From the entries below, pull out every line that contains the word "provide". Case matters.

RECORD EXCERPTS.
-- Begin --

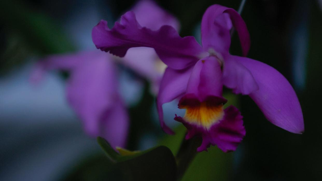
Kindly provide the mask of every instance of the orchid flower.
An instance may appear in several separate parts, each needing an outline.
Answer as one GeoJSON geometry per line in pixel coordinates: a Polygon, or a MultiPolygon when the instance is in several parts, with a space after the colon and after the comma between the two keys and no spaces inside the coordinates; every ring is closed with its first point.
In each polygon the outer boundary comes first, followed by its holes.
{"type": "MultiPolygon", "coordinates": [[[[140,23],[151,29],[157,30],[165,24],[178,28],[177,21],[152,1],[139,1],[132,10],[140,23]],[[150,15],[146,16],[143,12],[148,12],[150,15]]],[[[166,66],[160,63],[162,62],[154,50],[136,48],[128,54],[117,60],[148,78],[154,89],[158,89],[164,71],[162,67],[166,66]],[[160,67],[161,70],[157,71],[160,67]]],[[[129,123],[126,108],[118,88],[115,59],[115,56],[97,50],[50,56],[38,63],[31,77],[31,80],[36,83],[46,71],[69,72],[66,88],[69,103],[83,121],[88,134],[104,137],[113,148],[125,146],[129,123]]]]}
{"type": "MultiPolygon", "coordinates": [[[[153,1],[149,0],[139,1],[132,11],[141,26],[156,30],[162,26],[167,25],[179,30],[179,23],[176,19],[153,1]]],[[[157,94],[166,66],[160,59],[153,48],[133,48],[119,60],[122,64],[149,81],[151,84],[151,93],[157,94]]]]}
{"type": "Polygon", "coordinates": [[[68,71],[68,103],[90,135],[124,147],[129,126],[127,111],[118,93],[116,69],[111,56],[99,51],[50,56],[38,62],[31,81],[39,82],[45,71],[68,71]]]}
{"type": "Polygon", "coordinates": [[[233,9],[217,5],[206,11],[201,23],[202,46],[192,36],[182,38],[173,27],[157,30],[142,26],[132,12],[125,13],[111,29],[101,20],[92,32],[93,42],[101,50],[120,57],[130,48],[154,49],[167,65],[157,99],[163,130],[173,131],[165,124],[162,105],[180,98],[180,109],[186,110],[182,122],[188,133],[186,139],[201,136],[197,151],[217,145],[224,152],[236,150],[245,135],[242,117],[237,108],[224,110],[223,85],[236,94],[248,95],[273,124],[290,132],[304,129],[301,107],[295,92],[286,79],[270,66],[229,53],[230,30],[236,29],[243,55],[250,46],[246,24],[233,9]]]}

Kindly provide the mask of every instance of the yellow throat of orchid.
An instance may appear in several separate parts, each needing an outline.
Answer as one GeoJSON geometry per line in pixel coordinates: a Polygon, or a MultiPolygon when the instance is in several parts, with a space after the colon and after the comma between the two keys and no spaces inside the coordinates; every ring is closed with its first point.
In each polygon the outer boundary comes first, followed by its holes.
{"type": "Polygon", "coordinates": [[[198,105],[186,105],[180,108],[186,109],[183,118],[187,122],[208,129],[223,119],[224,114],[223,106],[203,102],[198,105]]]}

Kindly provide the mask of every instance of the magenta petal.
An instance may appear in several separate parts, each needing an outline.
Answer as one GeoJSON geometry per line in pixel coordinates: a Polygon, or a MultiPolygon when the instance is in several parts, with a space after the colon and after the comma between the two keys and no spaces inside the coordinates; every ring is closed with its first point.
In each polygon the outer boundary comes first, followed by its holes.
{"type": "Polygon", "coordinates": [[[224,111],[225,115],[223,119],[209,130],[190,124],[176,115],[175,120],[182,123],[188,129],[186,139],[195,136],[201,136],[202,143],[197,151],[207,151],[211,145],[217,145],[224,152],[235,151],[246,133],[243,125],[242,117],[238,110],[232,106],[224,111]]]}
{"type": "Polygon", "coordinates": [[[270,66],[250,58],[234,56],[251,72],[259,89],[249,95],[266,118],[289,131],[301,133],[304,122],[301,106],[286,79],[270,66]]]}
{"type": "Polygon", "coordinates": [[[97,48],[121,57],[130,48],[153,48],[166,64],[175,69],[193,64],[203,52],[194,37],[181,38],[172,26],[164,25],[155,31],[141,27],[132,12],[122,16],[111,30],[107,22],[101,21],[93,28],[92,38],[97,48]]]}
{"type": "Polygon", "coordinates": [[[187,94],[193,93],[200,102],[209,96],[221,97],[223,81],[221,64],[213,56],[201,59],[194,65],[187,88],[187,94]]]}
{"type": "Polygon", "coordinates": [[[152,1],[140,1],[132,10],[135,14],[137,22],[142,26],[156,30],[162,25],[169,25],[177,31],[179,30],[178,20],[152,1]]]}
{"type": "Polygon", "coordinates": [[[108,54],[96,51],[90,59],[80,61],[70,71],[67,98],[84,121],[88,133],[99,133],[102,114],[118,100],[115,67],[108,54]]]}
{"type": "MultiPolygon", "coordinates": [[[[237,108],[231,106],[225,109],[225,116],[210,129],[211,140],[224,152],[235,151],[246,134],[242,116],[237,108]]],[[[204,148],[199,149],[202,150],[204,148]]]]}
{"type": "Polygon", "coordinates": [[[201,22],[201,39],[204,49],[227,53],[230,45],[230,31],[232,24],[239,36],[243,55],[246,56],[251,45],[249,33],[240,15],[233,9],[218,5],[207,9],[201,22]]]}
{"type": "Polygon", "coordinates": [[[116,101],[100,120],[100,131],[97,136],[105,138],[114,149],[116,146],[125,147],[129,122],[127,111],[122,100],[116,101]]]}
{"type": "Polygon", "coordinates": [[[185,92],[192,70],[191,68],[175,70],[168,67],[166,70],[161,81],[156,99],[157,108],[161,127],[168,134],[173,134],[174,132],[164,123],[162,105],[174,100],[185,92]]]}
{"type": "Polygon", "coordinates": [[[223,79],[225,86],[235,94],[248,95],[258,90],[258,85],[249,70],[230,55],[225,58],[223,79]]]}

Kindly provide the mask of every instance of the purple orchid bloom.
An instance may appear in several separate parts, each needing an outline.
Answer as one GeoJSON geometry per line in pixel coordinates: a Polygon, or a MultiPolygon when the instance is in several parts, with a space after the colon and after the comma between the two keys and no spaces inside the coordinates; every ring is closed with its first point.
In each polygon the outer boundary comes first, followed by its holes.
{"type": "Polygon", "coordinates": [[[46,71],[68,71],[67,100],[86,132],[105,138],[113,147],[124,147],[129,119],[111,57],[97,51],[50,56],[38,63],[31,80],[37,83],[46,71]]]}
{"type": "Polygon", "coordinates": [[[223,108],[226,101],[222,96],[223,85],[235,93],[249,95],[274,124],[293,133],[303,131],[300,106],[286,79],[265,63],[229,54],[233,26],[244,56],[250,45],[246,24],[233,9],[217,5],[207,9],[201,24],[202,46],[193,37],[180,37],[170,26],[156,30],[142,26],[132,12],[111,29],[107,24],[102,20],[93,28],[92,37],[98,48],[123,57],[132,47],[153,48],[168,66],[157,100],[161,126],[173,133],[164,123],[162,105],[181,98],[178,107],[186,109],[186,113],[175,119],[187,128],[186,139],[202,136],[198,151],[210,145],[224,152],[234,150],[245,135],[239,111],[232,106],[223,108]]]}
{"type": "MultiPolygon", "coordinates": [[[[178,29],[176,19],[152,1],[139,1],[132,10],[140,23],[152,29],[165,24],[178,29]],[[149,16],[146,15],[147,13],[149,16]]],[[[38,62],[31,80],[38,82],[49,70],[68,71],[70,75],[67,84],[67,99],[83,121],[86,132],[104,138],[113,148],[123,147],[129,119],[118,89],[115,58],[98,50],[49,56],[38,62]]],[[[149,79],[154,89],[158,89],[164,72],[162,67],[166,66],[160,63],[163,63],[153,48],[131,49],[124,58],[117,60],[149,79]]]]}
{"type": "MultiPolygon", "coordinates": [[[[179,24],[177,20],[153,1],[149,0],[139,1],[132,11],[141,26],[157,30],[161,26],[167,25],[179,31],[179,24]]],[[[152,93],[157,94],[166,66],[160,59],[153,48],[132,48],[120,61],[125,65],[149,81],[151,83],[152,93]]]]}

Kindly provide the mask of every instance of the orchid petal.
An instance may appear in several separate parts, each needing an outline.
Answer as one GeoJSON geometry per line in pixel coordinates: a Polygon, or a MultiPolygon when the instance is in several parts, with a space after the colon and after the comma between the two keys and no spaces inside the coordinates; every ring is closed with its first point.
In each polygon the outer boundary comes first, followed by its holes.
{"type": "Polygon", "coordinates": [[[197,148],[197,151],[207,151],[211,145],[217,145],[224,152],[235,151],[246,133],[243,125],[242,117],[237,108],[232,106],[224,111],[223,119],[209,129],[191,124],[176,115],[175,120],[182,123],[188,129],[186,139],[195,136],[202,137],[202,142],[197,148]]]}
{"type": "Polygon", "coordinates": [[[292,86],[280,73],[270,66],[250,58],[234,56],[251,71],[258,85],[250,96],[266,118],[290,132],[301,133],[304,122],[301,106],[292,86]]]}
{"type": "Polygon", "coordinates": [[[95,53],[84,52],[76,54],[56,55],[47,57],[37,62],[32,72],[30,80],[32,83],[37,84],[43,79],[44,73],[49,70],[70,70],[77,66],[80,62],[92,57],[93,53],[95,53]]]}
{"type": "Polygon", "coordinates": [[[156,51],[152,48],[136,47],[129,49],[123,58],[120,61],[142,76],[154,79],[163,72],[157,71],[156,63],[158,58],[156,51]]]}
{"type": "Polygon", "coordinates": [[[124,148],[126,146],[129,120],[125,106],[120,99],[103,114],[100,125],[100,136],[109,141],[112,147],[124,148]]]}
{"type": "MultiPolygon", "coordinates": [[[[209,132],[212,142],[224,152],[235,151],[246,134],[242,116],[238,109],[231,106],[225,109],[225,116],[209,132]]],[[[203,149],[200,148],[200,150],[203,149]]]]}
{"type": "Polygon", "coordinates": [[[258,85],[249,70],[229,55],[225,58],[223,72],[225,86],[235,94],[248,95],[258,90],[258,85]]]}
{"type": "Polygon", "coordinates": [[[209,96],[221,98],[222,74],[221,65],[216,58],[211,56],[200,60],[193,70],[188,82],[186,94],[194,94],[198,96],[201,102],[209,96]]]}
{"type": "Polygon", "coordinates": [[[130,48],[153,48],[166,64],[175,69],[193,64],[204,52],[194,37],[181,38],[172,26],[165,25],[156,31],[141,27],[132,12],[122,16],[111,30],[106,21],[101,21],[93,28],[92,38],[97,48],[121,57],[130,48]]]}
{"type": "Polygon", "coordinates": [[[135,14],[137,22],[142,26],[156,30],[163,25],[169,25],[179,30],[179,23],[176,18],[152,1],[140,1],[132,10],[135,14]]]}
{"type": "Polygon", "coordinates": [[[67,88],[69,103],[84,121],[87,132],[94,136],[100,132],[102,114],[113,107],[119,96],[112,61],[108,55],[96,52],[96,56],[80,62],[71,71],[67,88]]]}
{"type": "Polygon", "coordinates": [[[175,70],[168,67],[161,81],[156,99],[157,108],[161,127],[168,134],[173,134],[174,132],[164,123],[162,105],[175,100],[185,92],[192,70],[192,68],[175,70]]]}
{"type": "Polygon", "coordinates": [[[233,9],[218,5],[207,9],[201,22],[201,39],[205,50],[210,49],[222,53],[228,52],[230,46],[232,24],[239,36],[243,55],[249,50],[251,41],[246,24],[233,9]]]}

-- End --

CORRECT RESULT.
Kindly provide the mask of every instance of the orchid flower.
Kindly provide the mask of every instance of the yellow throat of orchid.
Kindly provide the mask of every instance of the magenta petal.
Kindly provide the mask of every instance of the purple orchid bloom.
Kindly provide the mask of every instance of the orchid petal.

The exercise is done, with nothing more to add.